▶ _TEXT BLOCK_:
**********
- mHealth wearables are bridging the gap between consumers and healthcare providers, giving both sides more reasons to think of fitness bands in clinical terms.
Fitbit’s new partnership with Medtronic is likely to open the doors to more collaborations between the maker of the world’s best-selling fitness band and mHealth companies. Adam Pellegrini, the company’s vice president of digital health, says it will also boost Fitbit’s already-considerable presence with doctors looking to monitor patients at home.
“This is a very real integration” of Fitbit’s activity and sleep data with Medtronic’s diabetes management capabilities, he says. “It marks a more formal commitment to digital health.”
Through the new iPro2 myLog mobile app, Fitbit users with type 2 diabetes can now integrate their activity and sleep data with blood glucose data from Medtronic’s iPro2 professional CGM platform. This allows users to track how their activity and sleep patterns affect their blood glucose levels, and it gives them a template to share with their healthcare providers.
“We believe monitoring glucose is a critical element in the management of diabetes and therefore, glucose should be included among other vital signs,” Laura Stoltenberg, vice president and general manager of non-intensive diabetes therapies at Medtronic, said in a press release. “As such, it has never been more important to increase the collaboration between healthcare and technology to simplify daily diabetes management for the 29 million patients living with type 2 diabetes in the United States”
“By creating a connection between physical activity and glucose levels, our iPro2 myLog mobile app solution provides new tools and insights, so that physicians can optimize therapy and patients can better understand how to manage their diabetes,” she added.
Pellegrini, a longtime advocate of consumer engagement and “the power of connecting patient to providers” who recently joined Fitbit from Walgreens, says Fitbit’s activity trackers have been used by dozens of health systems for several years and are the basis of more than 200 pilots and clinical studies as far back as 2013, when the Mayo Clinic used Fitbits to study functional recovery of elderly patients after major surgery.
Healthcare providers have long valued fitness devices for providing insight into a patient’s daily activity, he says. The challenge has been to maintain engagement and connect that activity to clinical outcomes, especially in patients with chronic conditions who could benefit from remote monitoring.
“Providers … really want to have this type of information,” he says. “This is a very powerful educational [channel] that creates an awareness of how fitness and health play together.”
Providers have had some concerns about the reliability of data coming from consumer devices in the past, but Pellegrini says they also recognize the popularity of those devices as a means of motivating people to make healthy decisions. This partnership with Medtronic offers an opportunity to marry fitness trends with mHealth data, giving users a stronger reason to track their activity and providers a chance to use that in care management and remote monitoring programs.
**********
Records from a collection
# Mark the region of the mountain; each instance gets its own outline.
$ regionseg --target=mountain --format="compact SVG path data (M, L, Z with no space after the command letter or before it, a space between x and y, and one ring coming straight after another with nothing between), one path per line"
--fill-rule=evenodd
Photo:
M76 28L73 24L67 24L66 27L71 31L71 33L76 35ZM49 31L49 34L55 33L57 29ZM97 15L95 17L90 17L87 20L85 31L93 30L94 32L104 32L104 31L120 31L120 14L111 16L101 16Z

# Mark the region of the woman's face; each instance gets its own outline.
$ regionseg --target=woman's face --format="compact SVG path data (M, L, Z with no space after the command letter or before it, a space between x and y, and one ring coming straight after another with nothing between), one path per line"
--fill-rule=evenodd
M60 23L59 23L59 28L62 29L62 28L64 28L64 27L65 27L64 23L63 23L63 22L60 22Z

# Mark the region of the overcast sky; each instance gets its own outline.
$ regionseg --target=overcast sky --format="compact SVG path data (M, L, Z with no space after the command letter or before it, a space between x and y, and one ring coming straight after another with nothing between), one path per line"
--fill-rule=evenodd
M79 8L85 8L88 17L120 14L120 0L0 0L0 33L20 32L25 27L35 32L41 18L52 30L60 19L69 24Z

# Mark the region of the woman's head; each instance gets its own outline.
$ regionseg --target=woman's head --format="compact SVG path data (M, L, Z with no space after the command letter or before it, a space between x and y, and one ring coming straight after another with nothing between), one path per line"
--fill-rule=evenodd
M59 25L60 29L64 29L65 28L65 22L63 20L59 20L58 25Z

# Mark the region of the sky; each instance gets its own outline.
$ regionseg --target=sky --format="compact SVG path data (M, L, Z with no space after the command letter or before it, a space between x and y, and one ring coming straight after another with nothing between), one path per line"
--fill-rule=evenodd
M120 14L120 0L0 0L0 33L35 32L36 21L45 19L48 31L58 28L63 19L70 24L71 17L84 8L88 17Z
**********
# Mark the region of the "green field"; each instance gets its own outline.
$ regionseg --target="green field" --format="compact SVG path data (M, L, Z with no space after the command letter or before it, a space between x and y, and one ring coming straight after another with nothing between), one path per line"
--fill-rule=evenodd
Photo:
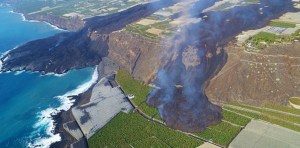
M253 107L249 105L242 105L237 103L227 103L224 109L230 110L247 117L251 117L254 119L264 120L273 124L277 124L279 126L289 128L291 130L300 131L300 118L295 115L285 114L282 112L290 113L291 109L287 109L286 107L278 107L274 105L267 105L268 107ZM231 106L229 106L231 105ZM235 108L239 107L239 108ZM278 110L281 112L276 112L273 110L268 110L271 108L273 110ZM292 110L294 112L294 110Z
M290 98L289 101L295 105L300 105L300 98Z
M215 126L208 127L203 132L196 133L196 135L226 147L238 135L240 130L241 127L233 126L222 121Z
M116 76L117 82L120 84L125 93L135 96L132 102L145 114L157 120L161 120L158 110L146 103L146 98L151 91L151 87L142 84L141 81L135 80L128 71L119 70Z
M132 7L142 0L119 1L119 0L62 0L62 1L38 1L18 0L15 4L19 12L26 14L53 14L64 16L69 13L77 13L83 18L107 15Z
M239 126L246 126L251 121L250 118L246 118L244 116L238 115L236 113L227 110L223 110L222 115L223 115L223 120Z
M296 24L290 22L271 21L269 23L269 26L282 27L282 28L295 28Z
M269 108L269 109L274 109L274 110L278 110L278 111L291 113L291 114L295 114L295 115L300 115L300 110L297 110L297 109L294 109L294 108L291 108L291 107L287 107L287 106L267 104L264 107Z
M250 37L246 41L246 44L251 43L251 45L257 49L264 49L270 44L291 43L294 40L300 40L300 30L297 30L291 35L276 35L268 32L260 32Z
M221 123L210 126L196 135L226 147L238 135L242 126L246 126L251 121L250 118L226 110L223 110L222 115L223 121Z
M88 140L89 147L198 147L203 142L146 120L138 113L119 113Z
**********
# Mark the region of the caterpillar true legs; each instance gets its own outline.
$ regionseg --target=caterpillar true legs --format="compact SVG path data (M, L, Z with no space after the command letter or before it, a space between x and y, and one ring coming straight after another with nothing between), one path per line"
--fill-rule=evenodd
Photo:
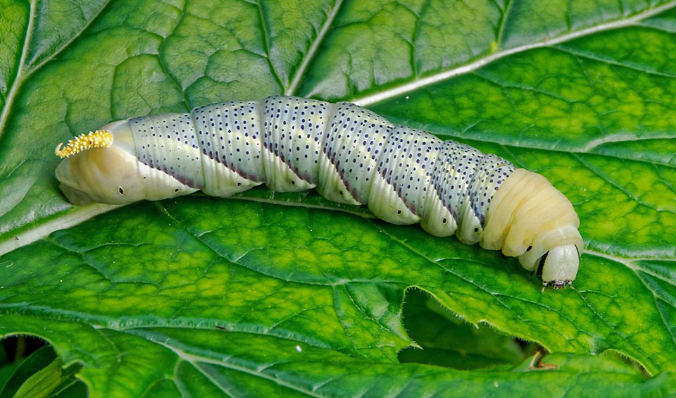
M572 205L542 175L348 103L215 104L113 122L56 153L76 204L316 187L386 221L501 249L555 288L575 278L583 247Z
**********
▶ _WHAT THE EXERCISE ASKS_:
In the text about the Fitbit and Medtronic partnership:
(a) What is the name of the mobile app that lets Fitbit users with type 2 diabetes integrate their activity and sleep data with blood glucose data?
(b) Which company did Adam Pellegrini leave to join Fitbit?
(c) What did the Mayo Clinic use Fitbits to study in 2013?

▶ _SOLUTION FOR THIS EXERCISE_:
(a) The iPro2 myLog mobile app.
(b) Walgreens.
(c) Functional recovery of elderly patients after major surgery.